(A block of data)
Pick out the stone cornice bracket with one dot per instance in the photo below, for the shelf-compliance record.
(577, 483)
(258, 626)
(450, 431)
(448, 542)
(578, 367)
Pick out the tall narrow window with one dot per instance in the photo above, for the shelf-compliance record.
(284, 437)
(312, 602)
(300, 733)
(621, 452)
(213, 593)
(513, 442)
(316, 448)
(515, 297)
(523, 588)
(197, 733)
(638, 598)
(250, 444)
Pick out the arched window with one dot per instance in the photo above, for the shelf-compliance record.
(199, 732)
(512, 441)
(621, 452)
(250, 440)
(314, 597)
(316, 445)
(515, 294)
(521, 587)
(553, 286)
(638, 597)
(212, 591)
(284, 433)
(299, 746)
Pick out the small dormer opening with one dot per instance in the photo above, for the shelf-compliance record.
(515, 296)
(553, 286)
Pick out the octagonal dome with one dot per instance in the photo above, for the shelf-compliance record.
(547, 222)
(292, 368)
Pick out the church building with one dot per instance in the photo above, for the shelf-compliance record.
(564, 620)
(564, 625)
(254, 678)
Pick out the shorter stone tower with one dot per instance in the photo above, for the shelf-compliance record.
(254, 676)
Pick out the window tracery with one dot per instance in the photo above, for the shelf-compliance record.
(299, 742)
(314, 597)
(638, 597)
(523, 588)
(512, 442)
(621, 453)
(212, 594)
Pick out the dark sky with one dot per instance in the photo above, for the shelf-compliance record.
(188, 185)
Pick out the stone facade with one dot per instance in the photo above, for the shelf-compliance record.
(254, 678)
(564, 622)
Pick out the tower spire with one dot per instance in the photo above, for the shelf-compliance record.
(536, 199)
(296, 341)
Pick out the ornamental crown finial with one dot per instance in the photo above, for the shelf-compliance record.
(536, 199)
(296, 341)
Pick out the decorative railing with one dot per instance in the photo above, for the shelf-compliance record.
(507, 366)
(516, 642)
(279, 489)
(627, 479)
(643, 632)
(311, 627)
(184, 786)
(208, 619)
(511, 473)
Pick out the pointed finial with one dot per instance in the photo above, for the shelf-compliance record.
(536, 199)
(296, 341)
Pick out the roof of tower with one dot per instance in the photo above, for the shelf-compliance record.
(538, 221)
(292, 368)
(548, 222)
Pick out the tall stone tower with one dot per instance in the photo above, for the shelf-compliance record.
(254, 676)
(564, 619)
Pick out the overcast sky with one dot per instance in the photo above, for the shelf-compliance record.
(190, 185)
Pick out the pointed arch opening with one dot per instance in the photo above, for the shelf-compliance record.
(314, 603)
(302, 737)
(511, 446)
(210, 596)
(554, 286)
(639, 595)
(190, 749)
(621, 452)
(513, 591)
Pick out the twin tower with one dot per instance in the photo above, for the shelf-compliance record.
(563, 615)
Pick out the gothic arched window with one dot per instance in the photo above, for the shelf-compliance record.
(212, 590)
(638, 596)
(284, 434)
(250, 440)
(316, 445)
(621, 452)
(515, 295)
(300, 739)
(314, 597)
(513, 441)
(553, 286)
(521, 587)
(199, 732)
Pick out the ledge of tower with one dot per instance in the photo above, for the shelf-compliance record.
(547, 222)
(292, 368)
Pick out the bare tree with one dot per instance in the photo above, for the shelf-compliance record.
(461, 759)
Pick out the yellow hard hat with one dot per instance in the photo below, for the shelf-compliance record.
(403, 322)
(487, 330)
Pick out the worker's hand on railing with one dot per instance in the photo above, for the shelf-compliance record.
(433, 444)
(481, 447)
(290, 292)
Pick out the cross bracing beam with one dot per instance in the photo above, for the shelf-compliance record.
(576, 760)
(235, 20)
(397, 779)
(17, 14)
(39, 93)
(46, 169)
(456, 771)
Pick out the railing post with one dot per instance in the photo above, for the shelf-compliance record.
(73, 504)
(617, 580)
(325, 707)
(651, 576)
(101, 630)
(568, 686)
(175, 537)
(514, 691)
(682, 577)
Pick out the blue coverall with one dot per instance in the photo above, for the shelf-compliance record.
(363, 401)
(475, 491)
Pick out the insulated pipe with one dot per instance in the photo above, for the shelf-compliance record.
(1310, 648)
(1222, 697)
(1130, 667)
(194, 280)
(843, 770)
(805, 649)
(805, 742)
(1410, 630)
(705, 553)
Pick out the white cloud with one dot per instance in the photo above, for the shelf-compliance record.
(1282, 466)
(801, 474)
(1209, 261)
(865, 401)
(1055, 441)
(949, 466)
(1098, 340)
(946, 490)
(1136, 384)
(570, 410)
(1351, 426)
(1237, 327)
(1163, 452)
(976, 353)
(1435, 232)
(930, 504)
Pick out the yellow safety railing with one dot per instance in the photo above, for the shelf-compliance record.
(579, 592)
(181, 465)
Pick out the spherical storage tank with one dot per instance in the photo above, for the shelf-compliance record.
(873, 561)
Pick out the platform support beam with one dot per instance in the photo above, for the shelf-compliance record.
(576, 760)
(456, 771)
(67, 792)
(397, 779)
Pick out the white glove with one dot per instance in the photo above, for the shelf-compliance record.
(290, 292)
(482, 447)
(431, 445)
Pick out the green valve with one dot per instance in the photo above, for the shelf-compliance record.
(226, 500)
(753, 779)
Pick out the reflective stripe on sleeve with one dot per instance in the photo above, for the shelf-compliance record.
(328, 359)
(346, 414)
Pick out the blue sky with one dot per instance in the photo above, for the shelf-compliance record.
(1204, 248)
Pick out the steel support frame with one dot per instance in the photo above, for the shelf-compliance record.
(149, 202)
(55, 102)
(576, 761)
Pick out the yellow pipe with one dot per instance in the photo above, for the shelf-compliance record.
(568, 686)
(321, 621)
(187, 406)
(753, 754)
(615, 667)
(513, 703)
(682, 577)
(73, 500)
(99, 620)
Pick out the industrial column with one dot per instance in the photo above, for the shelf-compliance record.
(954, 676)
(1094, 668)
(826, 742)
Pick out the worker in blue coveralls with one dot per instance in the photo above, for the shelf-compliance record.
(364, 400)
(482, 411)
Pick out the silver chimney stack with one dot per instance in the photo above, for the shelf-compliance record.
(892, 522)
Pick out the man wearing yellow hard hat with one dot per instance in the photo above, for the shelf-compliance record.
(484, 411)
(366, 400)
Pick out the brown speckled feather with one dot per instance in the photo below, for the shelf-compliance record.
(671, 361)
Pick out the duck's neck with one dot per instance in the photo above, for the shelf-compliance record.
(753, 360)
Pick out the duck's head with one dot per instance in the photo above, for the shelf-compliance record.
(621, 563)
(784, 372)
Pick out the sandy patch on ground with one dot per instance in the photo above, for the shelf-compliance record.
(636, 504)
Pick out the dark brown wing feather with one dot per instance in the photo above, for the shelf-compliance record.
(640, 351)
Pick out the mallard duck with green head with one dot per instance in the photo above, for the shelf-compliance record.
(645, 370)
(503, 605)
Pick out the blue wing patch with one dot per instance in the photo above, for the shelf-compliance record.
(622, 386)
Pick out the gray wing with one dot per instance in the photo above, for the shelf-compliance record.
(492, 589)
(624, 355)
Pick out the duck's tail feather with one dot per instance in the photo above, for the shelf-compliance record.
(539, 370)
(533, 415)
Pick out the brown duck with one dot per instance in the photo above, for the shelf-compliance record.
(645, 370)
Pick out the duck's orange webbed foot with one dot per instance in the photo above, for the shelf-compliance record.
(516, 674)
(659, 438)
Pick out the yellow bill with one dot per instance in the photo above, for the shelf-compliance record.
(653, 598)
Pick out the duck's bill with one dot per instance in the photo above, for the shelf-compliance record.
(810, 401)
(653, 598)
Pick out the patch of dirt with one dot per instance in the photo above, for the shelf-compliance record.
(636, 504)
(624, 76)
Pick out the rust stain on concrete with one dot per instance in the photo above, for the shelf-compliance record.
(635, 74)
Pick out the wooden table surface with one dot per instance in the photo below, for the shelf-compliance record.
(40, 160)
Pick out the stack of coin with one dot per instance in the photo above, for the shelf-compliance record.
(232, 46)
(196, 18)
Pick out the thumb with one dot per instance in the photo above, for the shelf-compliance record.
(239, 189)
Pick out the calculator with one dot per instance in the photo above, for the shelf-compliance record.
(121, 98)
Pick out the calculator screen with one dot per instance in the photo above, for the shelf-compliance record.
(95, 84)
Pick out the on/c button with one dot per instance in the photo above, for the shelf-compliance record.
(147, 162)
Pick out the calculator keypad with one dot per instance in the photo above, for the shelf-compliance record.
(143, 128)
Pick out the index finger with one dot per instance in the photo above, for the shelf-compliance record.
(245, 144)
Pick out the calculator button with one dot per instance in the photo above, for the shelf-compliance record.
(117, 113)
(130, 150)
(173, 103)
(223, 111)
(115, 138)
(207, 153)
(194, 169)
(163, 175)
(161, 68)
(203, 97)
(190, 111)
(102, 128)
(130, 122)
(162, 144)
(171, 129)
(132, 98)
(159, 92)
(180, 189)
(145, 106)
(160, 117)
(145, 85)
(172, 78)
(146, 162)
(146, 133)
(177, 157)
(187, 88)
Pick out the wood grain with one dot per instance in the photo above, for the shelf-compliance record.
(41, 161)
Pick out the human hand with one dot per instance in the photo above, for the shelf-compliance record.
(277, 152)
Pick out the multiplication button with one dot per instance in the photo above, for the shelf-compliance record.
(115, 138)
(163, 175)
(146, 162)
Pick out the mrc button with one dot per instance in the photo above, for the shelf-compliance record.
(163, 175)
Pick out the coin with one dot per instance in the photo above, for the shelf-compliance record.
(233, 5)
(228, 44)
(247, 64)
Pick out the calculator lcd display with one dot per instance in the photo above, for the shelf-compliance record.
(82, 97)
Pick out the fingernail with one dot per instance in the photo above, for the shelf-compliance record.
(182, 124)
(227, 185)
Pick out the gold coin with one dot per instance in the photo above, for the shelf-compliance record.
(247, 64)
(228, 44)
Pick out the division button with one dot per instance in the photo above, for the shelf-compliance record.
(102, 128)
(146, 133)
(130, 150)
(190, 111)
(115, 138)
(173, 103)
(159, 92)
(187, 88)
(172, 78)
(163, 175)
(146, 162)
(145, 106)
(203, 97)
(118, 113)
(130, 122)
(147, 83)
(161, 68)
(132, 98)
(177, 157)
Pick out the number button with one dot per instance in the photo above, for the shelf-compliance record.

The request → Reproduce exactly the lines from the one containing "Pick out the calculator screen" through the last line of the records above, including both, and nothing else.

Final result →
Pick out the calculator screen with one dot per instance in the photo above, for the shelf-compliance record.
(95, 84)
Pick out the on/c button with one dot per instance in the photo above, for the shelf-compliance record.
(147, 162)
Pick out the calculator keypad with one dot per instance in the photo above, for the shelf-compliance record.
(143, 128)
Pick out the index finger with one dot per instance in the photo above, for the shelf-compliance record.
(245, 144)
Pick out the calculator button with one dot per instance in the photo above, for the shelf-compliance record.
(117, 113)
(130, 150)
(173, 103)
(223, 111)
(115, 138)
(207, 153)
(194, 169)
(163, 175)
(161, 68)
(203, 97)
(190, 111)
(102, 128)
(130, 122)
(162, 144)
(171, 129)
(132, 98)
(159, 92)
(180, 189)
(145, 106)
(160, 117)
(145, 85)
(172, 78)
(146, 162)
(146, 133)
(177, 157)
(187, 88)
Pick out the wood grain with one dot per instance in the photo above, for the shelf-compliance record.
(41, 161)
Pick out the human hand with one dot per instance in the photo above, for the shelf-compliance record.
(277, 152)
Pick out the multiplication button with one dot per instance in the photo above, for the shelf-compliance record.
(115, 138)
(163, 175)
(146, 162)
Pick out the mrc button with one dot per instance in the photo above, for the shelf-compliance record.
(163, 175)
Pick out the coin with one dot per instance in the photo above, for the shelf-compliance record.
(233, 5)
(228, 44)
(247, 64)
Pick out the calculator lcd display with one dot per instance in the photo above, for the shelf-compliance record.
(82, 97)
Pick out the fingernail with one dot per instance in the photo above, for the shelf-compliance record.
(182, 124)
(227, 185)
Pick out the gold coin with one dot per instance in the photo above, for the shelf-compliance record.
(247, 64)
(228, 44)
Pick out the division button with one dot per instance in the photo above, for the shelf-compliance record.
(102, 128)
(146, 133)
(130, 150)
(190, 111)
(115, 138)
(173, 103)
(159, 92)
(187, 88)
(172, 78)
(163, 175)
(146, 162)
(145, 106)
(203, 97)
(118, 113)
(130, 122)
(147, 83)
(161, 68)
(132, 98)
(177, 157)
Pick out the number button with one dot per instance in the photo above, for the shelf-compliance record.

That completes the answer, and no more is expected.